● Data for the task:
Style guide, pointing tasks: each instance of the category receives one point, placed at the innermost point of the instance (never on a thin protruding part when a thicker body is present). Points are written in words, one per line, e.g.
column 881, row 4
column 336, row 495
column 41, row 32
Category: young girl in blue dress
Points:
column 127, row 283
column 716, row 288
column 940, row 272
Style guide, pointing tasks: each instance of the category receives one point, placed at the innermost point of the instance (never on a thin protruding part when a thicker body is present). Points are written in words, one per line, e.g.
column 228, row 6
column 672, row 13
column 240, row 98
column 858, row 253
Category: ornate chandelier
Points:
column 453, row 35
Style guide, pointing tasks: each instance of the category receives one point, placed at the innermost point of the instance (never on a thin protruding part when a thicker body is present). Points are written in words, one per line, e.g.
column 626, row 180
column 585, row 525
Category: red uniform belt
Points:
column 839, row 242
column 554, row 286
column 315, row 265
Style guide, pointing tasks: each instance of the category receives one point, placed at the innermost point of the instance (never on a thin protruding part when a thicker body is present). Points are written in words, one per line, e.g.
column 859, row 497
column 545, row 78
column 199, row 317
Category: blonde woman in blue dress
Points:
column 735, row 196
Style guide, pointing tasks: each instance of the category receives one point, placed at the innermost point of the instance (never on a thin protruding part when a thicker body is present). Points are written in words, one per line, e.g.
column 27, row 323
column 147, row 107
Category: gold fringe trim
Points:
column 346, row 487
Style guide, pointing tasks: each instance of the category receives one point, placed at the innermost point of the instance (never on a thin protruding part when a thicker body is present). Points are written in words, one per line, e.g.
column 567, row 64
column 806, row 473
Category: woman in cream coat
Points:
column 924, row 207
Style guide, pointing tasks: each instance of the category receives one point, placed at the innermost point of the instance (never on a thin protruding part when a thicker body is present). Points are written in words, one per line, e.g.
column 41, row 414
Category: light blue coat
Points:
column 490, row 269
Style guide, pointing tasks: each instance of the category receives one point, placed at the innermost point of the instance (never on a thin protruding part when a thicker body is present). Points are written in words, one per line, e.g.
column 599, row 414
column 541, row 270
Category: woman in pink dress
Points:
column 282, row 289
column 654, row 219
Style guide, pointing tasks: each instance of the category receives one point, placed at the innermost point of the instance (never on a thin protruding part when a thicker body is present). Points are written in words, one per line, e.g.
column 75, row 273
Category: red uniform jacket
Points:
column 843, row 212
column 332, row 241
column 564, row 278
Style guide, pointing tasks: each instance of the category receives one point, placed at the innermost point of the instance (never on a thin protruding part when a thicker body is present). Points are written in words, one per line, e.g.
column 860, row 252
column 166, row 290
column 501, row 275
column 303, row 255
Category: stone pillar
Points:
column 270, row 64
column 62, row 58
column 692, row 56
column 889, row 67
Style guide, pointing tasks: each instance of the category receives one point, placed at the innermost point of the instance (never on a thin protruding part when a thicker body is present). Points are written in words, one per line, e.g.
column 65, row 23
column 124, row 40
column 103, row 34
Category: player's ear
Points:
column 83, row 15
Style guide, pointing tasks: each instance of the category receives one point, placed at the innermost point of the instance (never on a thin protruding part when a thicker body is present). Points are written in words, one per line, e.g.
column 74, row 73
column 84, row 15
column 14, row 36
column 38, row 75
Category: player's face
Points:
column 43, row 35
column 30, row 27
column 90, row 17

● Task directions: Reproduce all of the data above word for word, keeping every line as it stands and adding or dropping nothing.

● Expected answer:
Style guide, pointing tasks: each instance of the category receives one point, placed at the innermost point of the instance (never on a thin protruding part when a thicker body is present). Points are written in words, one per line, e.g.
column 881, row 4
column 336, row 495
column 41, row 32
Category: young girl in blue dress
Points:
column 127, row 283
column 716, row 288
column 940, row 272
Style guide, pointing tasks: each instance of the category receives one point, placed at the innermost point of the instance (never on a thin protruding part when a thicker body is present). Points are written in words, one per line, e.g.
column 228, row 6
column 672, row 13
column 240, row 98
column 858, row 253
Category: ornate chandelier
Points:
column 453, row 35
Style guide, pointing tasks: each instance of the category receives one point, placed at the innermost point of the instance (never on a thin protruding part when a thicker body is present). Points are written in words, one per line, e.g.
column 626, row 180
column 585, row 525
Category: red uniform belt
Points:
column 839, row 242
column 554, row 286
column 315, row 265
Style guide, pointing tasks: each instance of the category receives one point, placed at the innermost point of the instance (never on a thin protruding part when a thicker body is present). Points are written in words, one per line, e.g.
column 859, row 497
column 545, row 78
column 199, row 317
Category: blonde woman in blue dress
Points:
column 735, row 196
Style guide, pointing tasks: each instance of the category receives one point, placed at the innermost point of the instance (never on a thin protruding part when a thicker body is present). Points are written in words, one per line, e.g.
column 27, row 323
column 147, row 107
Category: gold fringe trim
Points:
column 346, row 487
Style guide, pointing tasks: each instance of the category receives one point, placed at the innermost point of the instance (never on a thin protruding part when a thicker body is present). Points are written in words, one per line, e.g.
column 567, row 64
column 806, row 473
Category: woman in cream coat
Points:
column 924, row 207
Style guide, pointing tasks: each instance of the category receives one point, placed at the innermost point of the instance (never on a thin protruding part when a thicker body is present). Points are written in words, one per line, e.g.
column 41, row 414
Category: light blue coat
Points:
column 490, row 269
Style guide, pointing tasks: each instance of the category receives one point, placed at the innermost point of the instance (never on a thin protruding part when a thicker body is present). Points are written in words, one per line, e.g.
column 599, row 414
column 541, row 270
Category: woman in pink dress
Points:
column 282, row 289
column 654, row 219
Style guide, pointing tasks: each instance of the category receives one point, placed at the innermost point of the instance (never on a thin protruding part when a thicker body is present). Points are written in words, one per line, e.g.
column 75, row 273
Category: red uniform jacket
Points:
column 843, row 212
column 332, row 241
column 564, row 278
Style guide, pointing tasks: each instance of the category receives one point, placed at the innermost point of the instance (never on a thin protruding part when a thicker body is present). Points are written in words, one per line, e.g.
column 860, row 252
column 166, row 290
column 501, row 275
column 303, row 255
Category: stone pillar
Points:
column 270, row 64
column 62, row 58
column 692, row 56
column 889, row 67
Style guide, pointing tasks: each instance of the category receives one point, placed at the innermost point of the instance (never on a thin protruding part when a thicker body is present). Points are written in words, one per line, e.g.
column 65, row 23
column 124, row 40
column 103, row 34
Category: player's ear
Points:
column 83, row 15
Style guide, pointing tasks: each instance of the category receives one point, placed at the innermost point of the instance (never on a thin protruding part when a thicker body is present). Points are written in words, one per line, e.g.
column 74, row 73
column 84, row 15
column 14, row 36
column 38, row 75
Category: player's face
Points:
column 43, row 35
column 30, row 27
column 90, row 17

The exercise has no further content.